### Short task
Write out the items again starting at the line containing "<item>crowd of people</item>?" and ending at the line containing "M 452 198 L", requests included, and multiply every coordinate in the answers by 2.6, rounding to whole numbers with halves rounded up. Leave the numbers in the requests and their format samples unchanged, and return only those lines.

### Items
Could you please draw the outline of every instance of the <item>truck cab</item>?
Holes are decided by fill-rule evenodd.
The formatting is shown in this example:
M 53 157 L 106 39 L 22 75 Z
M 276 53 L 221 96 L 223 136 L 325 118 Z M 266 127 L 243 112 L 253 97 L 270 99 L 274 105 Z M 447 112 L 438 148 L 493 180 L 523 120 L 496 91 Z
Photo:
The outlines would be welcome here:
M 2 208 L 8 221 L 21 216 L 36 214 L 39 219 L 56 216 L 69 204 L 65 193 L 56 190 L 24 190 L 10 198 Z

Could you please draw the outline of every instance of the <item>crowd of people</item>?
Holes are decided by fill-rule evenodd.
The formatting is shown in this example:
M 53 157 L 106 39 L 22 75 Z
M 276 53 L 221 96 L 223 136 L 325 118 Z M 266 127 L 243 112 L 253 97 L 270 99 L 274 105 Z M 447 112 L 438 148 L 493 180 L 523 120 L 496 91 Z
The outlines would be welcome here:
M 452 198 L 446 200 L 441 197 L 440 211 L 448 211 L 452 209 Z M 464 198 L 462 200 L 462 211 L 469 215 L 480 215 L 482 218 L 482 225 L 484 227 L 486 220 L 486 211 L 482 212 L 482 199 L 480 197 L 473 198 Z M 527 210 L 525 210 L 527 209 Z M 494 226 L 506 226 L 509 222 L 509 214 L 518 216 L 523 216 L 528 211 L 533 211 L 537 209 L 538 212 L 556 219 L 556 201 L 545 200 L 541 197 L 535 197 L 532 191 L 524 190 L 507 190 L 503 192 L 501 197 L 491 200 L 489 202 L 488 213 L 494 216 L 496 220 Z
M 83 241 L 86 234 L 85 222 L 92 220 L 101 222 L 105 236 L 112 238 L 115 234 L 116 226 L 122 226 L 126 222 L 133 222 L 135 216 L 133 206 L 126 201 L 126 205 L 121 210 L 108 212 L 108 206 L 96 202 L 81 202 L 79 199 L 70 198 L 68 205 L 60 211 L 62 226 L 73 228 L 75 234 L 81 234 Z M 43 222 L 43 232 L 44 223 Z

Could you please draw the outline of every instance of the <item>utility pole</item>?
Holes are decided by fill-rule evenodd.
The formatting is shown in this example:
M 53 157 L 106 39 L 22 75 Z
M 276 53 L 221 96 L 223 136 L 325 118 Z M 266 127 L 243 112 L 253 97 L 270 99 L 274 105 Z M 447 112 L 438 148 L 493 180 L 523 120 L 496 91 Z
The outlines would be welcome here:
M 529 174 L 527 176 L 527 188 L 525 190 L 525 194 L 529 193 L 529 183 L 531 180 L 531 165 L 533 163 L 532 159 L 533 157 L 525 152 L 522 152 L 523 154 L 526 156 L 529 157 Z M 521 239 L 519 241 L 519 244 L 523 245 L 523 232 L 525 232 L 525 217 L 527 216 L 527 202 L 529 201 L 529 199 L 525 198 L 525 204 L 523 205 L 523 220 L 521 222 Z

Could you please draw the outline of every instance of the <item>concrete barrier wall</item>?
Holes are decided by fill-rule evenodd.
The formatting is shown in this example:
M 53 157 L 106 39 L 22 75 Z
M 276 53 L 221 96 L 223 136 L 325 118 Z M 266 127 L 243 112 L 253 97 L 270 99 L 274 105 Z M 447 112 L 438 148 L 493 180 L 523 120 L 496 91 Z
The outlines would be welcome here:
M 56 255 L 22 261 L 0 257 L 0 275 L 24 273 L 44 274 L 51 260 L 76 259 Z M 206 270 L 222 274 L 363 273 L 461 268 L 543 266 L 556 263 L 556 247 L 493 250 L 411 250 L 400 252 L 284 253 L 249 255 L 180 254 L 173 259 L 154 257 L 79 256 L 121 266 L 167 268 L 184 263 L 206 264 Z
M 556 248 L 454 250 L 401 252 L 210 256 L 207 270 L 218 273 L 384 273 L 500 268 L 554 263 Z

### Task solution
Could you please draw the outline of every instance of the <item>crowd of people</item>?
Holes are decided by fill-rule evenodd.
The formatting is shown in this example:
M 53 157 L 106 39 L 22 75 Z
M 276 53 L 221 96 L 223 136 L 325 118 Z M 266 127 L 243 112 L 253 97 L 270 99 L 274 105 Z M 447 112 L 438 148 L 493 180 L 523 120 L 496 91 Z
The outlines would be welcome here:
M 1175 515 L 1160 520 L 1147 512 L 1144 549 L 1165 549 L 1175 543 Z M 1206 515 L 1201 520 L 1201 549 L 1219 559 L 1248 559 L 1253 567 L 1253 585 L 1258 590 L 1264 572 L 1264 549 L 1253 551 L 1253 517 L 1248 512 L 1230 515 Z M 1370 546 L 1365 546 L 1370 543 Z M 1284 588 L 1316 588 L 1323 577 L 1323 556 L 1347 562 L 1360 562 L 1373 549 L 1386 549 L 1396 543 L 1399 551 L 1446 569 L 1446 523 L 1417 520 L 1407 512 L 1391 512 L 1383 497 L 1362 494 L 1318 494 L 1308 499 L 1303 512 L 1277 520 L 1271 525 L 1269 554 L 1284 562 L 1290 572 Z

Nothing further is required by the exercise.